=== WHAT TO PRODUCE ===
Copy out only the span from the line with "on the toddler" to the end of the data, both ends kept, word for word.

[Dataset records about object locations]
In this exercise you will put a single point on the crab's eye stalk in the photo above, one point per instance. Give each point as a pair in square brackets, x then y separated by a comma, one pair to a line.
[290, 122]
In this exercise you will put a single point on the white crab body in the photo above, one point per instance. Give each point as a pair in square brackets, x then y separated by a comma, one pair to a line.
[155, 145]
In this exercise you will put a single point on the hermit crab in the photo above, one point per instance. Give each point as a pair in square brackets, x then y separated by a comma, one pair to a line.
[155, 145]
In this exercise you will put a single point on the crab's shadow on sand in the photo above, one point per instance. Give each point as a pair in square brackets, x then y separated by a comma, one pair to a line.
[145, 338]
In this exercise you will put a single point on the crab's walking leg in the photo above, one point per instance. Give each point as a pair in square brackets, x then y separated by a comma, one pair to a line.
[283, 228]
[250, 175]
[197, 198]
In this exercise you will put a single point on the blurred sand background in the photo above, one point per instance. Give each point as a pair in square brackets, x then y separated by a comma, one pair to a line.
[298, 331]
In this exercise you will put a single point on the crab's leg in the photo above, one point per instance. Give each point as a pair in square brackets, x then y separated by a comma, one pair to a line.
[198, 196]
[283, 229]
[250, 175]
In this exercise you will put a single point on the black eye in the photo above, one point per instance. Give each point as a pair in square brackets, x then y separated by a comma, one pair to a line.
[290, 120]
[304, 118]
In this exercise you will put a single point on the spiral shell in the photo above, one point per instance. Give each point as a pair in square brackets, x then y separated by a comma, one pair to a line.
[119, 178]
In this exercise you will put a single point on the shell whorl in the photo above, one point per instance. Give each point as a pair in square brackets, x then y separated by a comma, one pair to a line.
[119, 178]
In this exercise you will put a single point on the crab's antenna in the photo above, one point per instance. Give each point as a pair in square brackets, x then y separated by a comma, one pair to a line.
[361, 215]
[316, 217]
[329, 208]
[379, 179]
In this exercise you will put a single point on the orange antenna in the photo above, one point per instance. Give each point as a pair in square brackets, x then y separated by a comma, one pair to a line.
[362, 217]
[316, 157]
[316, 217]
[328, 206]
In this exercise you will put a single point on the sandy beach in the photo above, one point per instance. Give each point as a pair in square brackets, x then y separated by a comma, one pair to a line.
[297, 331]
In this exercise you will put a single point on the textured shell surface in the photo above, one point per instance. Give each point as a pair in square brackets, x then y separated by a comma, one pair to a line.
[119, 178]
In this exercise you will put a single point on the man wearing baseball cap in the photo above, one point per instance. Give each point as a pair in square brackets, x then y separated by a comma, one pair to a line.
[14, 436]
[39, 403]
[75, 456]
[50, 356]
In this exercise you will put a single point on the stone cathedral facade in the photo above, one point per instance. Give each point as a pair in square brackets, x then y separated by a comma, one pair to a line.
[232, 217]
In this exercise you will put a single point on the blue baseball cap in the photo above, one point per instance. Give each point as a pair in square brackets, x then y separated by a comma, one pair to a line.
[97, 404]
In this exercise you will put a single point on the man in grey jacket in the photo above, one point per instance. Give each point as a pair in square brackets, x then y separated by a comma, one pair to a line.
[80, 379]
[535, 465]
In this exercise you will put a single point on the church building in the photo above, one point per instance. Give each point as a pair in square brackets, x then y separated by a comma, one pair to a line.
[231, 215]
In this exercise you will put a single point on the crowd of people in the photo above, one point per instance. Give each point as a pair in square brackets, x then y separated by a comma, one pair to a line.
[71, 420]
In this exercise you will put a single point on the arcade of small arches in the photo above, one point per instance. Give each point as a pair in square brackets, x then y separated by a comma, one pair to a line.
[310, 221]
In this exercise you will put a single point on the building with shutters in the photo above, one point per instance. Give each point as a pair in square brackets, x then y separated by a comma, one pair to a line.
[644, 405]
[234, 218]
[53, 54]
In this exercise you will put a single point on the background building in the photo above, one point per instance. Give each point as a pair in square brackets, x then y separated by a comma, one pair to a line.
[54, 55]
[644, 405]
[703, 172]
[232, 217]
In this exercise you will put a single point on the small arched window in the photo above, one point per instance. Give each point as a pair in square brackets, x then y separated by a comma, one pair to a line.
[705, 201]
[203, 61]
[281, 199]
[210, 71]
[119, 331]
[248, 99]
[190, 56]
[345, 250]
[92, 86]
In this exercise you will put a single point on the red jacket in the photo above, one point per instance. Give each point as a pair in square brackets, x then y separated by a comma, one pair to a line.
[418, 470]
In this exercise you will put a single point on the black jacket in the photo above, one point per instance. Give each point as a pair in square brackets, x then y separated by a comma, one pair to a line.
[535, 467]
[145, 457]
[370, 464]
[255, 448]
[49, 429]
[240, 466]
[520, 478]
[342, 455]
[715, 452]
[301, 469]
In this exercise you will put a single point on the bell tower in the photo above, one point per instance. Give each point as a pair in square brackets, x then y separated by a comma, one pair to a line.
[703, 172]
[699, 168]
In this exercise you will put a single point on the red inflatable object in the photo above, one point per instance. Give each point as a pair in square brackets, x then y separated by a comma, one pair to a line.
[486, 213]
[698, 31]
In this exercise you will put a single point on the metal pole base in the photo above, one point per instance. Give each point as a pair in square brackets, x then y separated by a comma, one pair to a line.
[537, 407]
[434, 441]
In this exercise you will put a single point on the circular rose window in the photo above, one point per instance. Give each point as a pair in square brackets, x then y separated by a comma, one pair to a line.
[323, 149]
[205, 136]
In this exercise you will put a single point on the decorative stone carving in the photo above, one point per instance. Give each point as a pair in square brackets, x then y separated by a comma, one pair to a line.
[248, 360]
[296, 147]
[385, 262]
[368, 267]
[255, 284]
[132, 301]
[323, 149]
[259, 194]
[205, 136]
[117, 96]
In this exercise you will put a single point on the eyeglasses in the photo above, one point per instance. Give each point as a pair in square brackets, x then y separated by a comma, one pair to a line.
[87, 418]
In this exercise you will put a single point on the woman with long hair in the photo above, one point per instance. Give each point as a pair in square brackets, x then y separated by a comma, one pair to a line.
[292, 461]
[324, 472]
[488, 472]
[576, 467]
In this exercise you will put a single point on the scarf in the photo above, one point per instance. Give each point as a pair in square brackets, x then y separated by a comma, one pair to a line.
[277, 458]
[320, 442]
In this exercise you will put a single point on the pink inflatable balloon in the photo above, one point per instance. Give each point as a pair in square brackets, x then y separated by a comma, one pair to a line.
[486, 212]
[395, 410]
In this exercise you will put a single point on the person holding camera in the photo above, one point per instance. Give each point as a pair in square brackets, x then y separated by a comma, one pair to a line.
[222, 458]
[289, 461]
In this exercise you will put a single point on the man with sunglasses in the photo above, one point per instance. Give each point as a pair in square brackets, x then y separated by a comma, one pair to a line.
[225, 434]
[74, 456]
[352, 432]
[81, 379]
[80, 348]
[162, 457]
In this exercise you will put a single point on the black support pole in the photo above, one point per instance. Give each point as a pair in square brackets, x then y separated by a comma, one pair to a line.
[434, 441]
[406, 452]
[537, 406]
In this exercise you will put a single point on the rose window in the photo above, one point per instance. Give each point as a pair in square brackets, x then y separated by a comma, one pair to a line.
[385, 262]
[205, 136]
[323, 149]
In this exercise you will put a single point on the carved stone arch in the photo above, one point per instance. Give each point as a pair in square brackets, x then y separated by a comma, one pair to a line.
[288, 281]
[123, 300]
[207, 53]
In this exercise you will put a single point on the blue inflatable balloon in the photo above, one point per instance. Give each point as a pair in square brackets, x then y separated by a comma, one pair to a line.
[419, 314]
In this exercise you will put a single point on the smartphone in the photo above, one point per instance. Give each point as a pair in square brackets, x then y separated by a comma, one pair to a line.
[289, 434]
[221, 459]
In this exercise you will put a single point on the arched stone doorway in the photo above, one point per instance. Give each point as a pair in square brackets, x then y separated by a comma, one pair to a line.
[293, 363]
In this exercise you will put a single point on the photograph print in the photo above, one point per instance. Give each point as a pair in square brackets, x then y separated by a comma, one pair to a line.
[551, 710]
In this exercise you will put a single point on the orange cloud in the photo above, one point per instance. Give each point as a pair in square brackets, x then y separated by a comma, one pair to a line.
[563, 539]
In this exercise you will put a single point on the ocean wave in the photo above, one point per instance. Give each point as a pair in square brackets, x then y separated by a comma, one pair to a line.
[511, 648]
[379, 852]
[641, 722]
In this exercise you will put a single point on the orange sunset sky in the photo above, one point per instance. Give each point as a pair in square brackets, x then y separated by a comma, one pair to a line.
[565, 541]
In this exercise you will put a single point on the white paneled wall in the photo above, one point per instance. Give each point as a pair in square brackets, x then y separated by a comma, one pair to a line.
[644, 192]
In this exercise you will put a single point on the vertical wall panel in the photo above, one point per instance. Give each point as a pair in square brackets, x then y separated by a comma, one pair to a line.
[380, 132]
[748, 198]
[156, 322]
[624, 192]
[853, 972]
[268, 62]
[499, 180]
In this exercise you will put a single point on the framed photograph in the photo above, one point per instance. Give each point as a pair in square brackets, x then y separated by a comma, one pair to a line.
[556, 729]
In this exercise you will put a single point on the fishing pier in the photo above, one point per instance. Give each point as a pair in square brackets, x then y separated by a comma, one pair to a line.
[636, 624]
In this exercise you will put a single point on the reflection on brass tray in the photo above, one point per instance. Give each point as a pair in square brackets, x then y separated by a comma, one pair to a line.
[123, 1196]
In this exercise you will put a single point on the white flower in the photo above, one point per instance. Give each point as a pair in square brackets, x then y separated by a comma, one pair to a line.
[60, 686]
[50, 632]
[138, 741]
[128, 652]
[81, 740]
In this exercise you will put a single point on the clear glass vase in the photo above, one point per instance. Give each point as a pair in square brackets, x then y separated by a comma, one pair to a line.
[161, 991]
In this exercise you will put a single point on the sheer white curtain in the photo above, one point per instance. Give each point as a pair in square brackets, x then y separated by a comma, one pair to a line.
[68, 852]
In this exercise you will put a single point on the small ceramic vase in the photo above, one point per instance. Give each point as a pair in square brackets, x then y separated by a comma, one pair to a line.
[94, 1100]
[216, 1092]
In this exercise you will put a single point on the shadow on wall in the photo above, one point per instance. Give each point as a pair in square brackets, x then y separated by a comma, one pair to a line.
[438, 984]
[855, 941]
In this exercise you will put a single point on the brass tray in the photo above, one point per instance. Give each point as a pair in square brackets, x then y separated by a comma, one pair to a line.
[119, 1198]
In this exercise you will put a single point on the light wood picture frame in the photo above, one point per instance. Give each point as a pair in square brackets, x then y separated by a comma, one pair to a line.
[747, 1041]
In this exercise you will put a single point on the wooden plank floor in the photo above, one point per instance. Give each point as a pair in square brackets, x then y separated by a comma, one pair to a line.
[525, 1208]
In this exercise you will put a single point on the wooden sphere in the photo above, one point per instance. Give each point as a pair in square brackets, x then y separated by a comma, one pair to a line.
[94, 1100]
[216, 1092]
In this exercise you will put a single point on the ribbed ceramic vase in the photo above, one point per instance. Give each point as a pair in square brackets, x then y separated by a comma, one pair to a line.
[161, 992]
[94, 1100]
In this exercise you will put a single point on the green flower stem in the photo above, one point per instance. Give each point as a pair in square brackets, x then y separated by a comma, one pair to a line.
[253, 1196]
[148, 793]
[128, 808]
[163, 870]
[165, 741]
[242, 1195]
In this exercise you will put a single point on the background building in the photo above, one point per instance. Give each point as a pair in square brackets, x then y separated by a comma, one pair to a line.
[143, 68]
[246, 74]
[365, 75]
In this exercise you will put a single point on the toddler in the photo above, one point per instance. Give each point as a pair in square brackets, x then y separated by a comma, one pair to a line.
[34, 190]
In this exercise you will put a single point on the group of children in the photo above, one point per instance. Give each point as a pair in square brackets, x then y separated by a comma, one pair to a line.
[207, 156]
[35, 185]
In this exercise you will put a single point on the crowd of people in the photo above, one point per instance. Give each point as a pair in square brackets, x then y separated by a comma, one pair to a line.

=== EXERCISE RESULT ===
In this exercise you will put a single point on the toddler in the photo above, one point per instance. Give each point as a pair in square brackets, x then y separated by a comma, one pair to a line.
[34, 190]
In this exercise you will put a single point on the group of children in the photo above, one point per instance. Give each point as a pair in square brackets, x then y separated by a comma, one pair to a line.
[207, 156]
[35, 185]
In this exercise you will put a single point on the crowd of people in the photo above, one point per instance. Give each point as a pair in square brackets, x then y separated by a comma, one pair to a line.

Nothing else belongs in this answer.